=== Problem to work on ===
Please print the whole of the listing that follows exactly.

=== Dataset records ===

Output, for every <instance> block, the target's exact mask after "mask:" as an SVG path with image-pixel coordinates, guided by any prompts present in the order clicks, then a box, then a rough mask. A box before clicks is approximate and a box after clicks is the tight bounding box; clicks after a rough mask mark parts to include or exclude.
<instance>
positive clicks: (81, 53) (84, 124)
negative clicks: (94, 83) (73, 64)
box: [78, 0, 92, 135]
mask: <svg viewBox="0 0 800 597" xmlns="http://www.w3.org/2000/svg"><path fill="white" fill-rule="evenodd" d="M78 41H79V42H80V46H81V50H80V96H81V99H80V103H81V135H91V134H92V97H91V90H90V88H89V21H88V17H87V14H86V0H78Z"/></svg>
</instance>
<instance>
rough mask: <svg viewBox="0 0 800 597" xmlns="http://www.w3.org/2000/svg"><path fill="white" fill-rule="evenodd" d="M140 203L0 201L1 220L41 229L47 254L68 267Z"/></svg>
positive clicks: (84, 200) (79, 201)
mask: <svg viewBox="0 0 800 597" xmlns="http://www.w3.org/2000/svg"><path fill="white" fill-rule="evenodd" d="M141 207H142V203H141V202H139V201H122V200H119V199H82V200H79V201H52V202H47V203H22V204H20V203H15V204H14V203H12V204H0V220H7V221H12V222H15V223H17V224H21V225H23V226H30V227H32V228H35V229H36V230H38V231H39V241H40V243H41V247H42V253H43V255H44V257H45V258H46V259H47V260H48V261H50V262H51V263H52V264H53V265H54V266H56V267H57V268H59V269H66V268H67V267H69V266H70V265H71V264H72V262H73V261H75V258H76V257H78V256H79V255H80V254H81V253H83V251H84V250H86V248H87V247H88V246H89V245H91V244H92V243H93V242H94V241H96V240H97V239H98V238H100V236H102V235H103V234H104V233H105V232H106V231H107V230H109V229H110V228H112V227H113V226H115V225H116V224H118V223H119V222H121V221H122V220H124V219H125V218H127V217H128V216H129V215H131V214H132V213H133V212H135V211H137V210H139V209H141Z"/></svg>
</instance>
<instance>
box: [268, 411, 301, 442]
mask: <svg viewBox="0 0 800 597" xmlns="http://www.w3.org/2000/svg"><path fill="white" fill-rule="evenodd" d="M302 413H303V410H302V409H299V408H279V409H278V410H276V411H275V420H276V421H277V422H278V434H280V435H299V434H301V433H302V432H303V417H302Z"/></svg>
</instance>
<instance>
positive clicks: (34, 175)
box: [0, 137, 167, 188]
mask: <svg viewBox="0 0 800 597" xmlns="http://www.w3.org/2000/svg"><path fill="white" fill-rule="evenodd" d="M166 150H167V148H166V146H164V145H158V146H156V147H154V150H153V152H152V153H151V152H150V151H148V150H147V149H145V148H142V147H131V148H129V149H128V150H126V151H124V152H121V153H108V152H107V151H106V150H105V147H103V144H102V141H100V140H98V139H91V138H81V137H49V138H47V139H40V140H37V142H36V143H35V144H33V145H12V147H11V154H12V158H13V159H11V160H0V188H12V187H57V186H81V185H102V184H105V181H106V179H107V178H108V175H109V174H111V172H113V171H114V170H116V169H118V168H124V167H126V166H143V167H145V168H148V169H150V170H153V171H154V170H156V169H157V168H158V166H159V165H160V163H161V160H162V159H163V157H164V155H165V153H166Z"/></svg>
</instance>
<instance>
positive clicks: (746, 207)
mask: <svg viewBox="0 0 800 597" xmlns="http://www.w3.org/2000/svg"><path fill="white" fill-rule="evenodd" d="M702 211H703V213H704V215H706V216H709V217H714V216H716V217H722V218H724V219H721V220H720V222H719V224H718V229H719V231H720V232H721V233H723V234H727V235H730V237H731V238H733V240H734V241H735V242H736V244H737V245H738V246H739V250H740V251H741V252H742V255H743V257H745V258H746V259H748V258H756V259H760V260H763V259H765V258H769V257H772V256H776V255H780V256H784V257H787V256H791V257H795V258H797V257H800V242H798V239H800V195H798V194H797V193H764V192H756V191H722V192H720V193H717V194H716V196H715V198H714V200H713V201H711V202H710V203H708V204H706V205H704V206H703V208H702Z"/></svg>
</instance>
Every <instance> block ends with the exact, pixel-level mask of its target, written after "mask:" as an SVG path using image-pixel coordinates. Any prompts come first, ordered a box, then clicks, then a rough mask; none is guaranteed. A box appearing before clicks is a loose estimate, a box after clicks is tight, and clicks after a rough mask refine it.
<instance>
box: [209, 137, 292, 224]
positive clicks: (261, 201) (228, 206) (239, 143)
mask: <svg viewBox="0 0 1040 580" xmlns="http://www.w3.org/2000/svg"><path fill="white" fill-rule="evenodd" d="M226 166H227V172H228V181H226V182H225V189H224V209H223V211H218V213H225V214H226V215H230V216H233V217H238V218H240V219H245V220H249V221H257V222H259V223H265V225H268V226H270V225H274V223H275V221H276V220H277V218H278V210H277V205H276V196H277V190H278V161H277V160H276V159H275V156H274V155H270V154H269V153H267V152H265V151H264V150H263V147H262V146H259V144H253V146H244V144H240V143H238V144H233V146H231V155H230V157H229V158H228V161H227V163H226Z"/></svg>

=== Solution to this task ===
Output, for every <instance> block, the target's exact mask after "mask:" as an SVG path with image-pixel coordinates, guided by any prompts present in the order clicks, then a box, then a rough mask. A box before clicks is approximate and a box after clicks is the tight bounding box; clicks after a rough mask mark parts to include or exclude.
<instance>
positive clicks: (81, 53) (84, 124)
negative clicks: (94, 83) (73, 64)
box: [78, 0, 92, 135]
mask: <svg viewBox="0 0 800 597" xmlns="http://www.w3.org/2000/svg"><path fill="white" fill-rule="evenodd" d="M78 41H79V42H80V46H81V50H80V96H81V99H80V103H81V135H91V134H92V97H91V90H90V88H89V21H88V17H87V14H86V0H78Z"/></svg>
</instance>
<instance>
rough mask: <svg viewBox="0 0 800 597" xmlns="http://www.w3.org/2000/svg"><path fill="white" fill-rule="evenodd" d="M140 203L0 201L1 220L41 229L47 254L68 267Z"/></svg>
positive clicks: (84, 200) (79, 201)
mask: <svg viewBox="0 0 800 597" xmlns="http://www.w3.org/2000/svg"><path fill="white" fill-rule="evenodd" d="M141 207H142V203H141V202H139V201H122V200H119V199H82V200H79V201H52V202H47V203H22V204H20V203H15V204H14V203H12V204H0V220H7V221H12V222H15V223H17V224H21V225H23V226H30V227H32V228H35V229H36V230H38V231H39V241H40V243H41V247H42V253H43V255H44V257H45V258H46V259H47V260H48V261H50V262H51V263H52V264H53V265H54V266H56V267H57V268H59V269H66V268H67V267H69V266H70V265H71V264H72V262H73V261H75V258H76V257H78V256H79V255H80V254H81V253H83V251H84V250H86V248H87V247H88V246H89V245H91V244H92V243H93V242H94V241H96V240H97V239H98V238H100V236H102V235H103V234H104V233H105V232H106V231H107V230H109V229H110V228H112V227H113V226H115V225H116V224H118V223H119V222H121V221H122V220H124V219H125V218H127V217H128V216H129V215H131V214H132V213H133V212H135V211H137V210H139V209H141Z"/></svg>
</instance>
<instance>
box: [268, 411, 301, 442]
mask: <svg viewBox="0 0 800 597" xmlns="http://www.w3.org/2000/svg"><path fill="white" fill-rule="evenodd" d="M302 413H303V410H302V409H299V408H279V409H278V410H276V411H275V420H276V421H277V422H278V434H280V435H299V434H301V433H302V432H303V417H302Z"/></svg>
</instance>
<instance>
positive clicks: (34, 175)
box: [0, 137, 167, 188]
mask: <svg viewBox="0 0 800 597" xmlns="http://www.w3.org/2000/svg"><path fill="white" fill-rule="evenodd" d="M166 150H167V148H166V146H164V145H158V146H156V147H154V150H153V152H152V153H151V152H150V151H148V150H147V149H145V148H142V147H131V148H129V149H128V150H126V151H124V152H121V153H108V152H107V151H106V150H105V147H103V144H102V141H100V140H98V139H91V138H81V137H49V138H47V139H40V140H37V142H36V143H35V144H33V145H12V147H11V154H12V158H13V159H11V160H0V188H12V187H57V186H81V185H102V184H105V181H106V179H107V178H108V175H109V174H111V172H113V171H114V170H116V169H118V168H124V167H126V166H143V167H145V168H148V169H150V170H153V171H154V170H156V169H157V168H158V166H159V165H160V163H161V160H162V159H163V157H164V155H165V153H166Z"/></svg>
</instance>
<instance>
positive clicks: (746, 207)
mask: <svg viewBox="0 0 800 597" xmlns="http://www.w3.org/2000/svg"><path fill="white" fill-rule="evenodd" d="M702 211H703V213H704V215H706V216H709V217H714V216H716V217H722V218H724V219H721V220H720V222H719V224H718V229H719V231H720V232H721V233H723V234H727V235H730V237H731V238H733V240H734V241H735V242H736V244H737V245H738V246H739V250H740V251H741V252H742V255H743V257H745V258H746V259H748V258H756V259H760V260H763V259H765V258H769V257H772V256H776V255H780V256H784V257H787V256H791V257H795V258H797V257H800V242H798V239H800V195H798V194H797V193H764V192H756V191H722V192H720V193H717V194H716V196H715V198H714V200H713V201H711V202H710V203H708V204H706V205H704V206H703V208H702Z"/></svg>
</instance>
Every <instance> block ends with the exact, pixel-level mask of its target, written after "mask:" as an SVG path using image-pixel coordinates. Any prompts come first, ordered a box, then clicks, then a rough mask; none is guaranteed. A box appearing before clicks is a loose estimate, a box after clicks is tight, and clicks after a rough mask refine it.
<instance>
box: [209, 137, 292, 224]
positive clicks: (261, 201) (228, 206) (239, 143)
mask: <svg viewBox="0 0 1040 580" xmlns="http://www.w3.org/2000/svg"><path fill="white" fill-rule="evenodd" d="M226 166H227V172H228V181H226V182H225V189H224V209H223V211H218V213H225V214H226V215H230V216H233V217H238V218H240V219H245V220H249V221H257V222H259V223H265V225H268V226H270V225H274V223H275V221H276V220H277V218H278V210H277V205H276V196H277V190H278V161H277V160H276V159H275V156H274V155H270V154H269V153H267V152H265V151H264V150H263V147H262V146H259V144H253V146H244V144H240V143H238V144H233V146H231V155H230V157H229V158H228V161H227V163H226Z"/></svg>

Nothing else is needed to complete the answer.